[DIRECTIVE]: Please extract every line of text from the items below word for word, and leave the pictures out of your answer.

[RECORD EXTRACTS]:
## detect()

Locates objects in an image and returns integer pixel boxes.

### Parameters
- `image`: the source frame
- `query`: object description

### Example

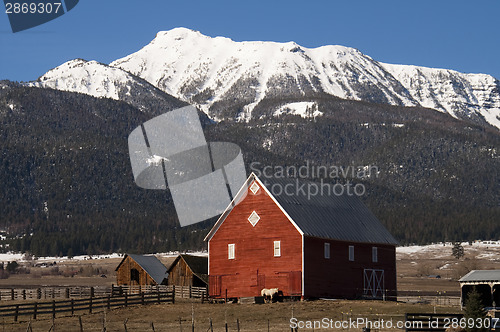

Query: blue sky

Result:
[0,0,500,81]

[EXERCISE OUTPUT]:
## detect()

Locates objects in an image and returns integer pixel boxes.

### Parameters
- `image`: the source frame
- `query`: object description

### Example


Query: blue sky

Result:
[0,0,500,81]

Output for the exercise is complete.